[Referring expression data]
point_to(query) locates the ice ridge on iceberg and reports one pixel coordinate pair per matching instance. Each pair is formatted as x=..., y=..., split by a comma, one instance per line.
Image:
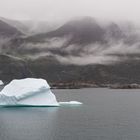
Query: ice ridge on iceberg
x=28, y=92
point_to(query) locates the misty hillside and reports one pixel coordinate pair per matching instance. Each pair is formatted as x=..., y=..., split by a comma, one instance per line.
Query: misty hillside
x=29, y=27
x=8, y=31
x=81, y=51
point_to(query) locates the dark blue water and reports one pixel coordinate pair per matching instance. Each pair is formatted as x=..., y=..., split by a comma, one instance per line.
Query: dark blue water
x=105, y=115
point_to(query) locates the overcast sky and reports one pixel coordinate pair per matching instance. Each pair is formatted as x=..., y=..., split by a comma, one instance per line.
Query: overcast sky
x=52, y=10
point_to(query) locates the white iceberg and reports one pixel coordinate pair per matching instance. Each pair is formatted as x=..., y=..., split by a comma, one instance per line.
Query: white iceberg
x=28, y=92
x=1, y=83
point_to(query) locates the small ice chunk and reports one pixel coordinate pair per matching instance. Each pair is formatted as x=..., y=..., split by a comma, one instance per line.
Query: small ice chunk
x=29, y=91
x=1, y=83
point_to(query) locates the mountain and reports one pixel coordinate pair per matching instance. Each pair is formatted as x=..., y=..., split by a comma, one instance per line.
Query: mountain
x=81, y=51
x=82, y=31
x=13, y=68
x=29, y=27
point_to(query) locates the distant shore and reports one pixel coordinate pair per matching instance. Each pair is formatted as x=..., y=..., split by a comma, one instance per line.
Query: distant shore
x=89, y=85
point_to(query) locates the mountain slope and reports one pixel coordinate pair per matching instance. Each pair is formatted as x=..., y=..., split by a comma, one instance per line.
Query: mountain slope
x=8, y=31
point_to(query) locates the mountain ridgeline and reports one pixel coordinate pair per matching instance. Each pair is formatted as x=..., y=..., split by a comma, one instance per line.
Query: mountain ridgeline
x=80, y=52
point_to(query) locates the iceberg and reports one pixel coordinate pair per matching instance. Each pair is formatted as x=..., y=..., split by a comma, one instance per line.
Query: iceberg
x=28, y=92
x=1, y=83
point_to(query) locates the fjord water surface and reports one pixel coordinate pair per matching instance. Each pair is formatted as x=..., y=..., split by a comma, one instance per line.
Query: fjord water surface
x=106, y=114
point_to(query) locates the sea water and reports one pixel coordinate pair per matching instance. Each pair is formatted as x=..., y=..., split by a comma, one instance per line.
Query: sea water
x=106, y=114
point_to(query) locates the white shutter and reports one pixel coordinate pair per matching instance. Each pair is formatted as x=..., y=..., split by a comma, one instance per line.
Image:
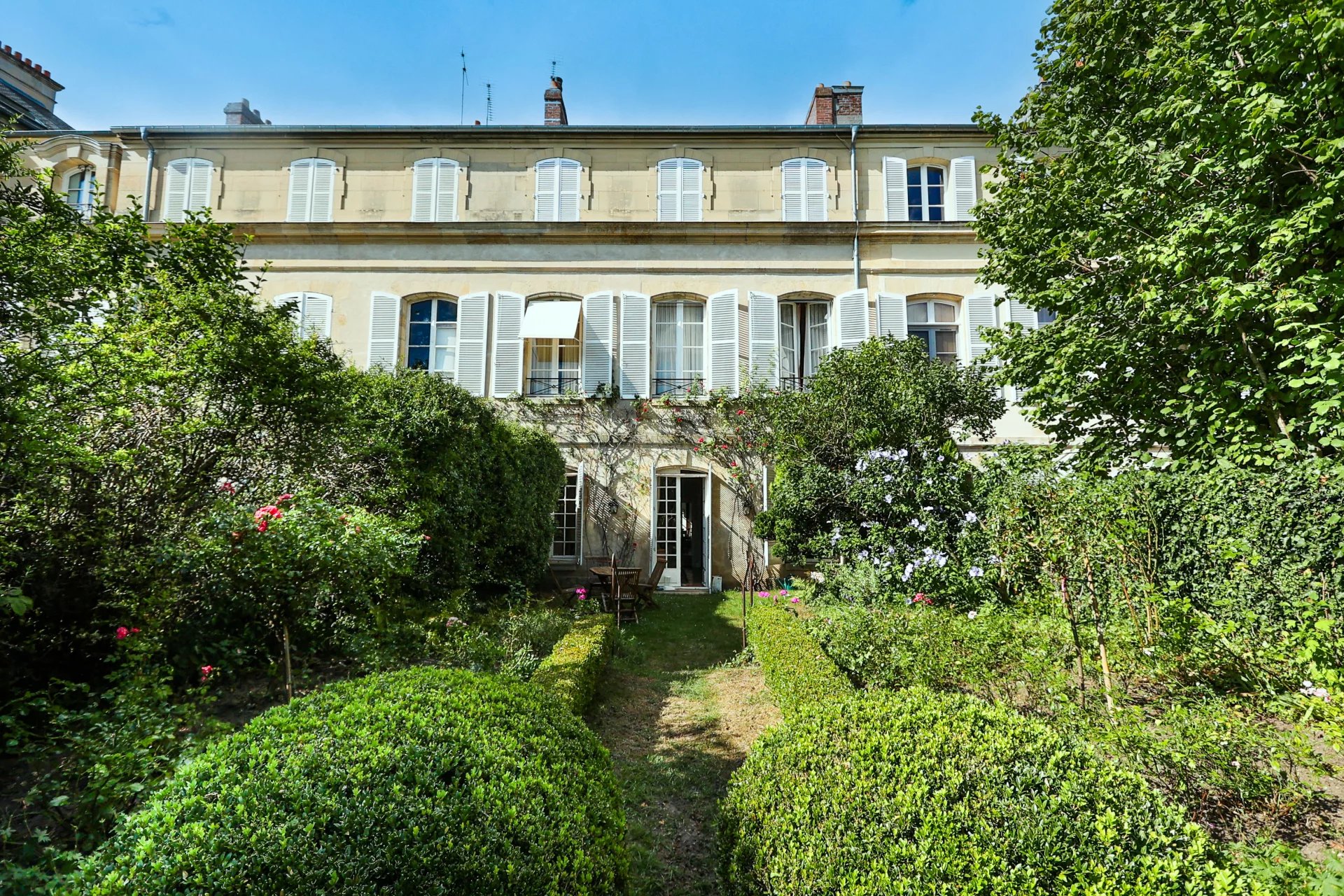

= What you will do =
The full text of the data above, exact and without pictures, is what to return.

= Result of the task =
point_to(query) locates the ice ridge on iceberg and reports one pixel coordinate pair per matching instance. Each pair is formatted as x=..., y=..., split by a comma, one instance per line.
Image:
Query: ice ridge on iceberg
x=28, y=92
point_to(query) locates the misty hillside and reports one pixel coordinate pair per matching instance. Each pair is formatted as x=..., y=..., split by a comma, one instance per line.
Query: misty hillside
x=29, y=27
x=8, y=31
x=81, y=51
point_to(query) locates the dark blue water and reports one pixel coordinate pair per matching instance. Each pair is formatted as x=..., y=..., split by a comma, one instance per line.
Query: dark blue water
x=105, y=115
point_to(query) locates the overcast sky and reports one pixel coordinate pair per matching instance. Each pair is formatted as x=..., y=..., split by a comma, one instance per line.
Query: overcast sky
x=52, y=10
point_to(query) locates the white iceberg and reports one pixel coordinate pair per matching instance. Each pair is formatted as x=..., y=..., split by a comma, one instance per line.
Query: white iceberg
x=28, y=92
x=1, y=83
point_to(query) locates the small ice chunk and reports one pixel coordinate pair per matching instance. Each pair is formatted as x=..., y=..., split by a comma, one instance per line.
Query: small ice chunk
x=29, y=91
x=1, y=83
point_to(query) locates the mountain and reports one pixel coordinate pair per matching instance. Each pair is formatted as x=..., y=..., split by a comma, one instance per line.
Query: mountain
x=81, y=51
x=82, y=31
x=13, y=68
x=29, y=27
point_to(query) locates the distant shore and reports one pixel coordinate pair per matching instance. Each pair is formatted as x=..., y=..., split by a comma, one instance per line.
Query: distant shore
x=89, y=85
point_to(query) locates the mountain slope and reports one pixel coordinate pair per matching instance. Each pair is formatted as x=..., y=..., split by a comma, one instance per line.
Query: mountain slope
x=8, y=31
point_to(query) locates the mountain ridgeline and reports one pixel coordinate pair per matching instance. Each pair is formatted as x=..., y=..., split by a comma, one instance per line.
Query: mountain ridgeline
x=80, y=52
point_to(query) locates the iceberg and reports one pixel coordinate pair per matching instance. Each pair is formatted as x=..., y=..., split by a comma, one instance per line.
Query: iceberg
x=28, y=92
x=1, y=83
point_to(query) locates the fjord water surface and reports one pixel coordinate pair per matching instance. Each pair is formatted as x=..., y=..., split by a comma, one instance per line.
Query: fjord water surface
x=106, y=114
point_to(query) locates the sea water and reports one pixel coordinate pair per matching instance. Each pair is formatted as x=..., y=..., split by a comma, one instance per line.
Query: sea water
x=106, y=114
point_to(query) locates the white shutter and reports one pixel coordinate pair per matching instance. Each pair is formatted as x=..., y=..., split by a comma, one instance per line.
Image:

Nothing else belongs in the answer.